Exercise details - Begin at the line that contains "Enumerate every green lawn" and reproduce it along with every line after it to the end of the listing; skip any pictures.

Data extracts -
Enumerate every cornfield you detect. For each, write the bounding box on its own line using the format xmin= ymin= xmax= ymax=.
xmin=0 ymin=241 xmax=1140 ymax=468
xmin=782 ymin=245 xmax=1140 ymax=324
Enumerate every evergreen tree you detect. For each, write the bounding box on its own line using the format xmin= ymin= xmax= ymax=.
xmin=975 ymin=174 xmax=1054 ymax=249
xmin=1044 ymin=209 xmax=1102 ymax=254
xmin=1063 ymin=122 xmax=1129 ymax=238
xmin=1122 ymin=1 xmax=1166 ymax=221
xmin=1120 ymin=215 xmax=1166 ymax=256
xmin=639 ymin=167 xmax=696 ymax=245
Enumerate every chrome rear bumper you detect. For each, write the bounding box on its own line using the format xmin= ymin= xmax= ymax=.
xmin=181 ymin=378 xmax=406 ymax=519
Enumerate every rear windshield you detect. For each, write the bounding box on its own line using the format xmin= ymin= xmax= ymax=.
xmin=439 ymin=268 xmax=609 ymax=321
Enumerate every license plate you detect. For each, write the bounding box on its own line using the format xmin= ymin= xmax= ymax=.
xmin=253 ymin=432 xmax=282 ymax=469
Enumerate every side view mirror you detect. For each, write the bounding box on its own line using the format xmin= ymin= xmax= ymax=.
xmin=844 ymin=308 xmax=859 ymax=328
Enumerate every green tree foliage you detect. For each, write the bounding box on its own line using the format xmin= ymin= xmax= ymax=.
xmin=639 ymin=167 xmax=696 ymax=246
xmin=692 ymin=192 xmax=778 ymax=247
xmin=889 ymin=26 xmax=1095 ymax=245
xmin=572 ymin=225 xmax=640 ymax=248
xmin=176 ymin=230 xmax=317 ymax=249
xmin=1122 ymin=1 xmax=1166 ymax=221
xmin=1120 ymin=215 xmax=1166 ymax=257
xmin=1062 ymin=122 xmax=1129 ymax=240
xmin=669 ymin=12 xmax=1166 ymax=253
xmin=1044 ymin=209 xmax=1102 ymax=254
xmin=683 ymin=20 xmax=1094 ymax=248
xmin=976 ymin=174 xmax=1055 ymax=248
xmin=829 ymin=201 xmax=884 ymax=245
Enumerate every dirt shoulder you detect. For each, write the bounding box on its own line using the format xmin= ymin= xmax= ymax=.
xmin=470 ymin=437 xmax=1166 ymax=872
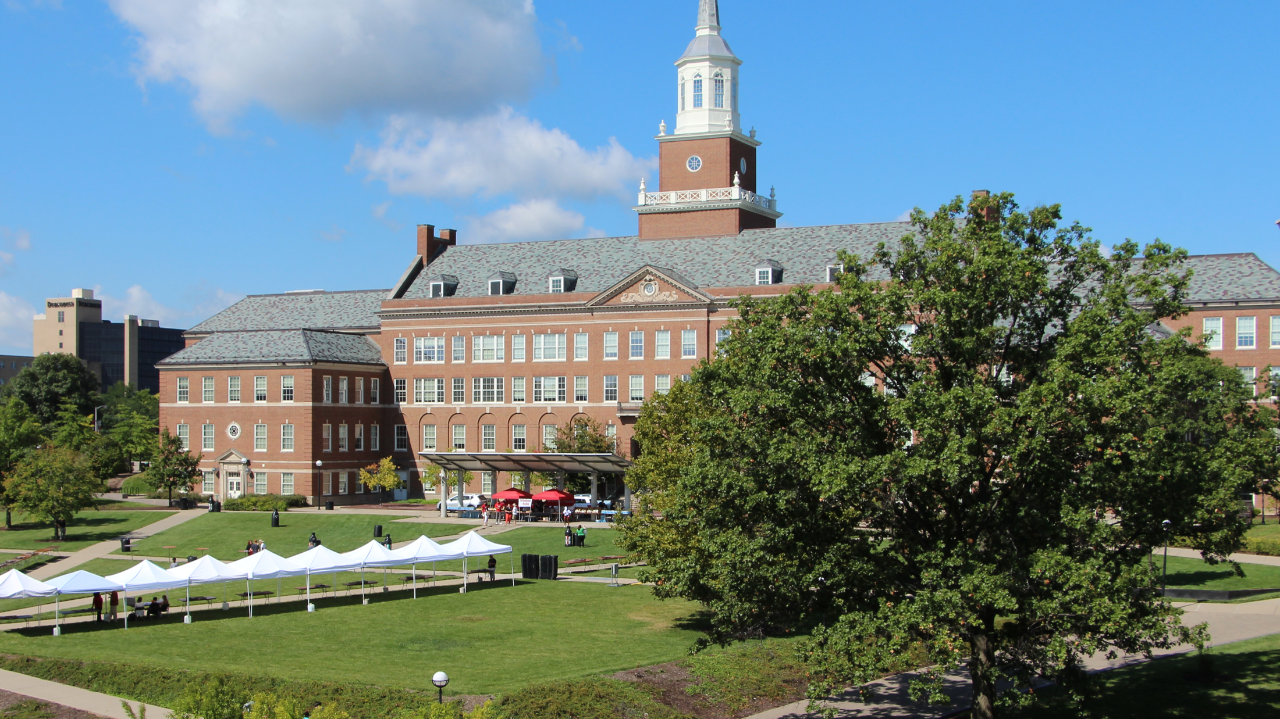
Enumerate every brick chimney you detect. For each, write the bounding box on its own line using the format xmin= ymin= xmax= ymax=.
xmin=971 ymin=190 xmax=997 ymax=223
xmin=416 ymin=224 xmax=458 ymax=263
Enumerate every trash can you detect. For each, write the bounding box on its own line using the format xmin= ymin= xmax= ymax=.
xmin=539 ymin=554 xmax=558 ymax=580
xmin=212 ymin=500 xmax=222 ymax=513
xmin=187 ymin=555 xmax=197 ymax=563
xmin=208 ymin=501 xmax=217 ymax=513
xmin=120 ymin=537 xmax=131 ymax=552
xmin=325 ymin=501 xmax=334 ymax=511
xmin=521 ymin=554 xmax=534 ymax=579
xmin=270 ymin=510 xmax=280 ymax=528
xmin=374 ymin=524 xmax=383 ymax=538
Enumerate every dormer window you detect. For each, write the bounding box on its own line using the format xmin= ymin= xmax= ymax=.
xmin=426 ymin=274 xmax=459 ymax=298
xmin=489 ymin=280 xmax=502 ymax=296
xmin=487 ymin=271 xmax=516 ymax=296
xmin=547 ymin=269 xmax=578 ymax=294
xmin=827 ymin=264 xmax=844 ymax=282
xmin=431 ymin=282 xmax=445 ymax=298
xmin=756 ymin=268 xmax=772 ymax=285
xmin=549 ymin=277 xmax=564 ymax=293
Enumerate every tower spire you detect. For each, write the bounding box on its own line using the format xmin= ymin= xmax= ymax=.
xmin=697 ymin=0 xmax=720 ymax=32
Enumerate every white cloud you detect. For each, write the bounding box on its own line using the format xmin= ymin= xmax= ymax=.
xmin=317 ymin=225 xmax=347 ymax=243
xmin=371 ymin=201 xmax=401 ymax=232
xmin=109 ymin=0 xmax=544 ymax=132
xmin=894 ymin=209 xmax=913 ymax=222
xmin=0 ymin=291 xmax=36 ymax=354
xmin=93 ymin=283 xmax=242 ymax=329
xmin=352 ymin=107 xmax=655 ymax=203
xmin=464 ymin=199 xmax=589 ymax=244
xmin=0 ymin=227 xmax=32 ymax=275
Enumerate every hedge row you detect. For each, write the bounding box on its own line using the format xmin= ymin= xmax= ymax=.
xmin=223 ymin=494 xmax=310 ymax=512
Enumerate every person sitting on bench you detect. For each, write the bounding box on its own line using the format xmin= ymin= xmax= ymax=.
xmin=146 ymin=597 xmax=163 ymax=618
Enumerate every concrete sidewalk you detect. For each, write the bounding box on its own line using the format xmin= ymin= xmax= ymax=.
xmin=1166 ymin=545 xmax=1280 ymax=567
xmin=0 ymin=668 xmax=165 ymax=719
xmin=27 ymin=510 xmax=203 ymax=580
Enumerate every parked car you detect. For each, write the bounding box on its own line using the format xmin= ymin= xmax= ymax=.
xmin=446 ymin=493 xmax=487 ymax=511
xmin=573 ymin=494 xmax=593 ymax=509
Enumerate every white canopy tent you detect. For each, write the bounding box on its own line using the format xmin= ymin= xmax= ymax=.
xmin=222 ymin=550 xmax=306 ymax=617
xmin=439 ymin=531 xmax=515 ymax=591
xmin=289 ymin=545 xmax=362 ymax=609
xmin=104 ymin=561 xmax=186 ymax=629
xmin=45 ymin=570 xmax=122 ymax=635
xmin=340 ymin=541 xmax=402 ymax=602
xmin=168 ymin=555 xmax=238 ymax=622
xmin=389 ymin=535 xmax=462 ymax=598
xmin=0 ymin=569 xmax=57 ymax=599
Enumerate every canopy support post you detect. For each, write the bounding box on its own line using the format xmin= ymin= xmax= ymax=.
xmin=463 ymin=556 xmax=468 ymax=593
xmin=510 ymin=553 xmax=515 ymax=588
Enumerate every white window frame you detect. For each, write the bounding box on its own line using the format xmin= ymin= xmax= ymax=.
xmin=202 ymin=471 xmax=215 ymax=494
xmin=655 ymin=374 xmax=671 ymax=395
xmin=604 ymin=332 xmax=618 ymax=360
xmin=228 ymin=376 xmax=241 ymax=403
xmin=542 ymin=424 xmax=558 ymax=451
xmin=1237 ymin=316 xmax=1256 ymax=350
xmin=489 ymin=279 xmax=502 ymax=296
xmin=756 ymin=268 xmax=773 ymax=285
xmin=682 ymin=329 xmax=697 ymax=358
xmin=472 ymin=377 xmax=505 ymax=404
xmin=415 ymin=378 xmax=446 ymax=404
xmin=415 ymin=336 xmax=446 ymax=363
xmin=394 ymin=337 xmax=408 ymax=364
xmin=202 ymin=377 xmax=214 ymax=403
xmin=481 ymin=471 xmax=495 ymax=494
xmin=355 ymin=424 xmax=364 ymax=451
xmin=370 ymin=378 xmax=379 ymax=404
xmin=574 ymin=333 xmax=588 ymax=360
xmin=452 ymin=377 xmax=466 ymax=404
xmin=338 ymin=424 xmax=348 ymax=452
xmin=452 ymin=336 xmax=465 ymax=363
xmin=281 ymin=375 xmax=294 ymax=402
xmin=827 ymin=264 xmax=844 ymax=282
xmin=281 ymin=473 xmax=294 ymax=496
xmin=395 ymin=425 xmax=409 ymax=451
xmin=254 ymin=376 xmax=267 ymax=402
xmin=512 ymin=424 xmax=526 ymax=451
xmin=322 ymin=424 xmax=332 ymax=452
xmin=422 ymin=424 xmax=437 ymax=451
xmin=357 ymin=377 xmax=364 ymax=404
xmin=202 ymin=423 xmax=215 ymax=451
xmin=604 ymin=375 xmax=618 ymax=402
xmin=339 ymin=377 xmax=349 ymax=403
xmin=655 ymin=330 xmax=671 ymax=359
xmin=511 ymin=376 xmax=526 ymax=402
xmin=254 ymin=472 xmax=267 ymax=496
xmin=549 ymin=277 xmax=564 ymax=293
xmin=1203 ymin=317 xmax=1223 ymax=350
xmin=370 ymin=424 xmax=380 ymax=451
xmin=482 ymin=424 xmax=496 ymax=451
xmin=452 ymin=424 xmax=466 ymax=450
xmin=394 ymin=378 xmax=407 ymax=404
xmin=574 ymin=375 xmax=588 ymax=403
xmin=1240 ymin=366 xmax=1258 ymax=396
xmin=630 ymin=331 xmax=644 ymax=359
xmin=629 ymin=375 xmax=644 ymax=402
xmin=254 ymin=423 xmax=267 ymax=452
xmin=176 ymin=424 xmax=189 ymax=451
xmin=323 ymin=376 xmax=332 ymax=403
xmin=472 ymin=335 xmax=505 ymax=362
xmin=323 ymin=473 xmax=332 ymax=496
xmin=281 ymin=423 xmax=294 ymax=452
xmin=176 ymin=377 xmax=189 ymax=403
xmin=512 ymin=334 xmax=526 ymax=361
xmin=533 ymin=333 xmax=567 ymax=361
xmin=338 ymin=472 xmax=348 ymax=495
xmin=533 ymin=376 xmax=567 ymax=403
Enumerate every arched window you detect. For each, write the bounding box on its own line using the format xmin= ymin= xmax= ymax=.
xmin=693 ymin=74 xmax=703 ymax=109
xmin=713 ymin=71 xmax=724 ymax=109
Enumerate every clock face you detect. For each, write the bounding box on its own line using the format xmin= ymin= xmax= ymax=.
xmin=740 ymin=158 xmax=747 ymax=175
xmin=643 ymin=282 xmax=657 ymax=296
xmin=686 ymin=155 xmax=702 ymax=172
xmin=227 ymin=422 xmax=241 ymax=439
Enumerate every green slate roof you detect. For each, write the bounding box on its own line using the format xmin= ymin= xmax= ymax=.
xmin=188 ymin=290 xmax=387 ymax=333
xmin=157 ymin=330 xmax=383 ymax=366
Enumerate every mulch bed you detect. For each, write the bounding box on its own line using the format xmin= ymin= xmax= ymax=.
xmin=0 ymin=689 xmax=105 ymax=719
xmin=614 ymin=661 xmax=807 ymax=719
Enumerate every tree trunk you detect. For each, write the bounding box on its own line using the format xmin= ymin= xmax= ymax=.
xmin=969 ymin=620 xmax=999 ymax=719
xmin=4 ymin=508 xmax=10 ymax=529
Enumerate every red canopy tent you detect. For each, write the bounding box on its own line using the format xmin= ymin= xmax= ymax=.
xmin=531 ymin=488 xmax=575 ymax=506
xmin=492 ymin=488 xmax=532 ymax=502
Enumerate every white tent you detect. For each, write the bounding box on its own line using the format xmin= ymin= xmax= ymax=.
xmin=290 ymin=545 xmax=361 ymax=609
xmin=389 ymin=535 xmax=462 ymax=598
xmin=340 ymin=540 xmax=405 ymax=602
xmin=222 ymin=550 xmax=306 ymax=617
xmin=0 ymin=569 xmax=56 ymax=599
xmin=438 ymin=532 xmax=514 ymax=591
xmin=45 ymin=570 xmax=122 ymax=634
xmin=168 ymin=555 xmax=237 ymax=622
xmin=104 ymin=561 xmax=186 ymax=629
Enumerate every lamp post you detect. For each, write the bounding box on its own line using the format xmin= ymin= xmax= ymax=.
xmin=1161 ymin=519 xmax=1172 ymax=592
xmin=432 ymin=671 xmax=449 ymax=704
xmin=93 ymin=405 xmax=107 ymax=433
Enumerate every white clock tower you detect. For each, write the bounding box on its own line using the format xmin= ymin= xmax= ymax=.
xmin=674 ymin=0 xmax=741 ymax=135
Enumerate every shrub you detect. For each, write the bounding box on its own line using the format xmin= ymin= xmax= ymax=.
xmin=684 ymin=643 xmax=808 ymax=714
xmin=498 ymin=677 xmax=683 ymax=719
xmin=120 ymin=476 xmax=156 ymax=496
xmin=223 ymin=495 xmax=309 ymax=512
xmin=1244 ymin=537 xmax=1280 ymax=556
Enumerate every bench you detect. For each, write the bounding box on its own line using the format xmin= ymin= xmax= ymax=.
xmin=294 ymin=584 xmax=331 ymax=596
xmin=56 ymin=607 xmax=97 ymax=618
xmin=181 ymin=595 xmax=217 ymax=607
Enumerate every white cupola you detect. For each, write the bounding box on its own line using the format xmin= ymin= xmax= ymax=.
xmin=674 ymin=0 xmax=741 ymax=135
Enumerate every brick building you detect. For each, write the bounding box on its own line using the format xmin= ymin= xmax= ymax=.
xmin=157 ymin=2 xmax=1280 ymax=507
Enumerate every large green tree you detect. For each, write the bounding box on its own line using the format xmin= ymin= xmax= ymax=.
xmin=553 ymin=416 xmax=617 ymax=493
xmin=619 ymin=193 xmax=1276 ymax=718
xmin=143 ymin=427 xmax=201 ymax=504
xmin=0 ymin=353 xmax=100 ymax=427
xmin=0 ymin=399 xmax=44 ymax=528
xmin=4 ymin=446 xmax=100 ymax=540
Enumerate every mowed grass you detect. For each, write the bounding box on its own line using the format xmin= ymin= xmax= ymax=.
xmin=114 ymin=513 xmax=446 ymax=560
xmin=1005 ymin=633 xmax=1280 ymax=718
xmin=0 ymin=580 xmax=708 ymax=696
xmin=0 ymin=511 xmax=176 ymax=552
xmin=1162 ymin=555 xmax=1280 ymax=591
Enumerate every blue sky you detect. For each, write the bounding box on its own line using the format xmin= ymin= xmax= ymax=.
xmin=1 ymin=0 xmax=1278 ymax=355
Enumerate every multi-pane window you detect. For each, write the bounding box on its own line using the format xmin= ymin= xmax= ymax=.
xmin=472 ymin=336 xmax=505 ymax=361
xmin=604 ymin=332 xmax=618 ymax=359
xmin=339 ymin=473 xmax=349 ymax=495
xmin=1272 ymin=316 xmax=1280 ymax=349
xmin=549 ymin=277 xmax=564 ymax=293
xmin=323 ymin=424 xmax=332 ymax=452
xmin=512 ymin=334 xmax=526 ymax=361
xmin=452 ymin=336 xmax=465 ymax=362
xmin=177 ymin=377 xmax=189 ymax=403
xmin=323 ymin=473 xmax=332 ymax=496
xmin=630 ymin=331 xmax=644 ymax=359
xmin=629 ymin=375 xmax=644 ymax=402
xmin=357 ymin=377 xmax=364 ymax=404
xmin=254 ymin=472 xmax=267 ymax=495
xmin=370 ymin=424 xmax=380 ymax=451
xmin=254 ymin=376 xmax=267 ymax=402
xmin=574 ymin=333 xmax=588 ymax=360
xmin=482 ymin=424 xmax=496 ymax=451
xmin=338 ymin=424 xmax=348 ymax=452
xmin=339 ymin=377 xmax=348 ymax=403
xmin=394 ymin=378 xmax=408 ymax=404
xmin=395 ymin=425 xmax=409 ymax=451
xmin=1238 ymin=316 xmax=1257 ymax=349
xmin=176 ymin=424 xmax=190 ymax=451
xmin=542 ymin=424 xmax=558 ymax=451
xmin=452 ymin=377 xmax=466 ymax=404
xmin=534 ymin=333 xmax=567 ymax=360
xmin=371 ymin=378 xmax=379 ymax=404
xmin=228 ymin=376 xmax=241 ymax=403
xmin=202 ymin=471 xmax=215 ymax=494
xmin=202 ymin=423 xmax=215 ymax=451
xmin=415 ymin=378 xmax=446 ymax=403
xmin=422 ymin=424 xmax=437 ymax=451
xmin=655 ymin=331 xmax=670 ymax=359
xmin=693 ymin=76 xmax=702 ymax=108
xmin=254 ymin=423 xmax=267 ymax=451
xmin=281 ymin=423 xmax=294 ymax=451
xmin=511 ymin=376 xmax=527 ymax=402
xmin=1203 ymin=317 xmax=1223 ymax=350
xmin=281 ymin=473 xmax=294 ymax=496
xmin=756 ymin=268 xmax=772 ymax=285
xmin=323 ymin=376 xmax=332 ymax=403
xmin=1240 ymin=366 xmax=1258 ymax=396
xmin=655 ymin=375 xmax=671 ymax=395
xmin=574 ymin=376 xmax=588 ymax=403
xmin=482 ymin=471 xmax=495 ymax=494
xmin=281 ymin=376 xmax=294 ymax=402
xmin=203 ymin=377 xmax=214 ymax=403
xmin=716 ymin=328 xmax=731 ymax=349
xmin=534 ymin=376 xmax=567 ymax=402
xmin=682 ymin=329 xmax=697 ymax=358
xmin=681 ymin=374 xmax=691 ymax=383
xmin=355 ymin=424 xmax=364 ymax=451
xmin=415 ymin=336 xmax=446 ymax=363
xmin=604 ymin=375 xmax=618 ymax=402
xmin=452 ymin=424 xmax=466 ymax=450
xmin=713 ymin=74 xmax=724 ymax=108
xmin=394 ymin=338 xmax=407 ymax=363
xmin=512 ymin=424 xmax=526 ymax=451
xmin=472 ymin=377 xmax=505 ymax=403
xmin=605 ymin=424 xmax=617 ymax=451
xmin=827 ymin=265 xmax=843 ymax=282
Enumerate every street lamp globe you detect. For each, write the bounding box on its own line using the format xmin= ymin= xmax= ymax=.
xmin=432 ymin=671 xmax=449 ymax=704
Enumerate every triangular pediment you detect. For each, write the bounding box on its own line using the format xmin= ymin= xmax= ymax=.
xmin=586 ymin=265 xmax=712 ymax=307
xmin=214 ymin=449 xmax=248 ymax=464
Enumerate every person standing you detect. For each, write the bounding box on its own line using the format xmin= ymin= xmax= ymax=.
xmin=92 ymin=592 xmax=104 ymax=622
xmin=108 ymin=590 xmax=119 ymax=621
xmin=487 ymin=554 xmax=497 ymax=582
xmin=564 ymin=525 xmax=572 ymax=547
xmin=481 ymin=502 xmax=490 ymax=526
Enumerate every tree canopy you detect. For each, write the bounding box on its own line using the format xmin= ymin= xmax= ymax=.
xmin=143 ymin=428 xmax=201 ymax=503
xmin=0 ymin=353 xmax=100 ymax=426
xmin=4 ymin=446 xmax=99 ymax=540
xmin=0 ymin=399 xmax=43 ymax=528
xmin=619 ymin=193 xmax=1277 ymax=718
xmin=359 ymin=456 xmax=403 ymax=499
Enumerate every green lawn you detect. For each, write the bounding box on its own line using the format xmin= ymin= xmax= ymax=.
xmin=1004 ymin=633 xmax=1280 ymax=718
xmin=0 ymin=580 xmax=708 ymax=696
xmin=1247 ymin=519 xmax=1280 ymax=542
xmin=1162 ymin=555 xmax=1280 ymax=591
xmin=0 ymin=511 xmax=176 ymax=552
xmin=115 ymin=513 xmax=447 ymax=560
xmin=92 ymin=499 xmax=167 ymax=511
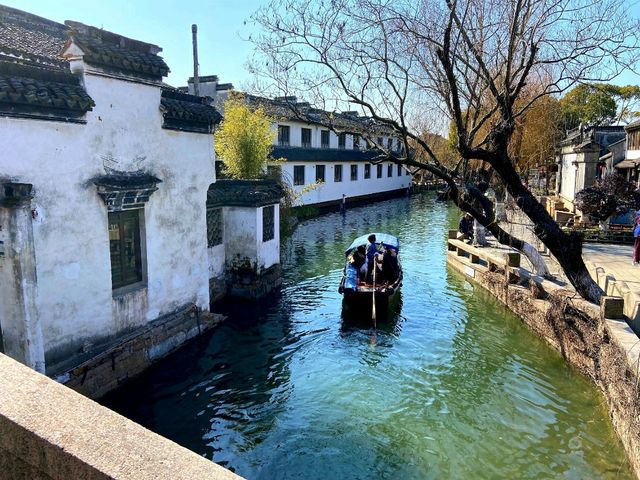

Task response -
Enumerate every green lawn you detect. For each, write the bounding box on its own line using the format xmin= ymin= xmax= ymax=.
xmin=1004 ymin=633 xmax=1280 ymax=718
xmin=0 ymin=580 xmax=708 ymax=696
xmin=1247 ymin=519 xmax=1280 ymax=542
xmin=1162 ymin=555 xmax=1280 ymax=591
xmin=0 ymin=511 xmax=176 ymax=552
xmin=115 ymin=513 xmax=447 ymax=560
xmin=92 ymin=499 xmax=167 ymax=511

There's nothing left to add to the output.